-- Begin Raw records --

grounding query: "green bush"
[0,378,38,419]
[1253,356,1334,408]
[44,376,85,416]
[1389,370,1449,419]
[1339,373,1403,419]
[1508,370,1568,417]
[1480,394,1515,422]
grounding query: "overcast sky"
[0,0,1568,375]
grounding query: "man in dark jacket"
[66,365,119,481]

-- End Raw records --
-- Begin Raw records --

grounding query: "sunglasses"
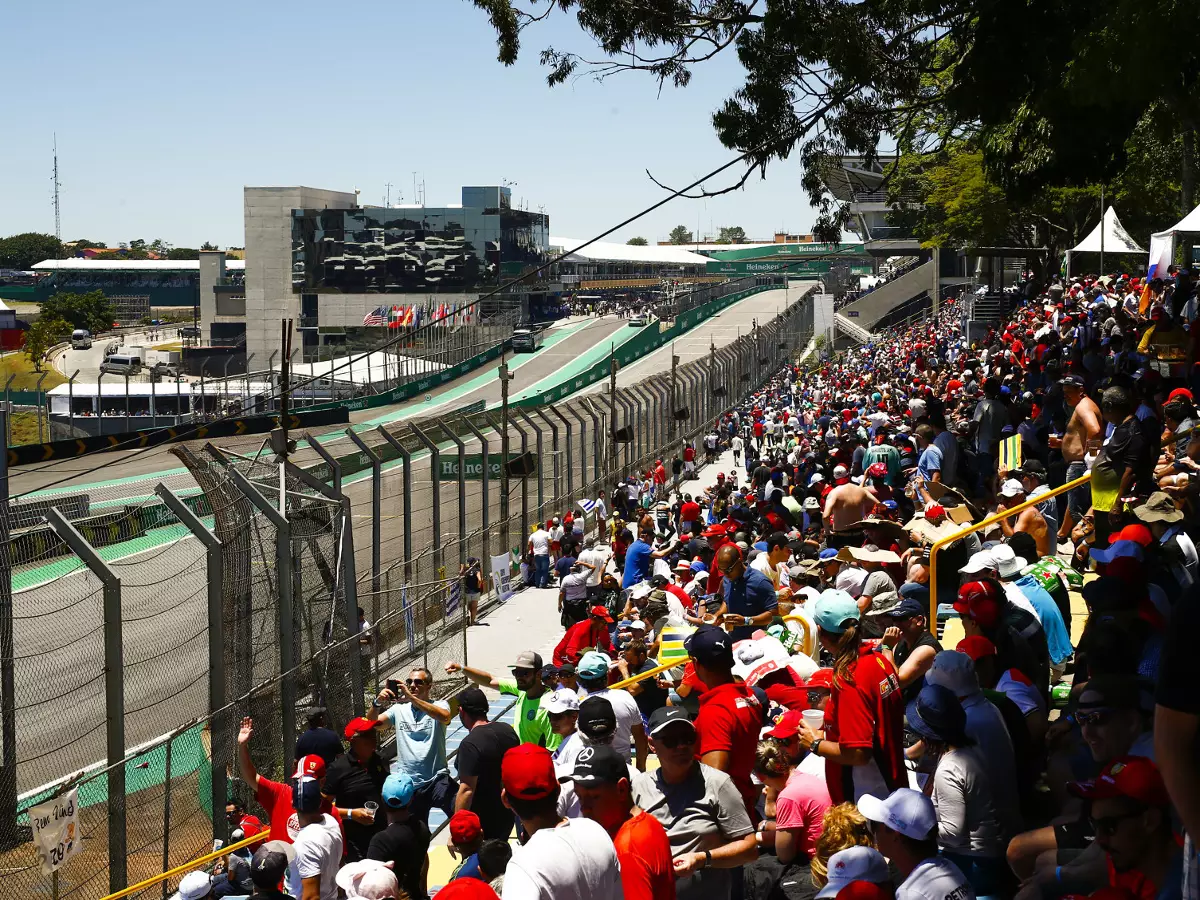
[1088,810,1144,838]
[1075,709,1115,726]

-- End Raw records --

Show every line of the material above that contains the word "grounding", copying each such line in full.

§ **Solution to the exercise**:
grounding query: "green bush"
grounding query: "overcast sky"
grounding query: "man in dark jacket"
grounding query: "sunglasses"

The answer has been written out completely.